THE PROBLEM:
The reply should hold only the lines from the one with "For every instance of the blue plastic bucket" through the end of the data, each given exactly.

EXERCISE INPUT START

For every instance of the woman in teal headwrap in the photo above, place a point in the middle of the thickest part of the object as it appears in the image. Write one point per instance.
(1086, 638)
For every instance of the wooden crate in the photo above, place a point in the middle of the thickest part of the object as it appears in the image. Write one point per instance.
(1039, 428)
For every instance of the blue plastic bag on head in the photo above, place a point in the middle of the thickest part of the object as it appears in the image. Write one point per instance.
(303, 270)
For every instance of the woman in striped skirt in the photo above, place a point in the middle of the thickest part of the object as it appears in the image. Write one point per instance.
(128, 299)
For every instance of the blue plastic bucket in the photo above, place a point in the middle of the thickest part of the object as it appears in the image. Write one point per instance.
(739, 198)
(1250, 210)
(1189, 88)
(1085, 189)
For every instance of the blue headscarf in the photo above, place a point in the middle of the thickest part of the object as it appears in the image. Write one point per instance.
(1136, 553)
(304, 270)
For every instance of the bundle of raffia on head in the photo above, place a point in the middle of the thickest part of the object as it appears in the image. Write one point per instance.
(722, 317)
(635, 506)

EXERCISE INPUT END

SOLUTION FOR THIS EXERCISE:
For every instance of the blue plastic bucket in the photo above, place a point in the middle of the thickest part of the object as it appears in the image. Write one point per instance.
(739, 198)
(1250, 210)
(1189, 88)
(1085, 189)
For every instance of the blue headscarf in the photo above, place a point in the middle of the thickest part of the object as it appears in the image. Write one point per instance.
(1136, 553)
(304, 270)
For every instance of the bundle of raffia on head in the photo above, place a point in the middle of the thickest part of the object as it appears in the image. Write one point per instance.
(722, 317)
(635, 506)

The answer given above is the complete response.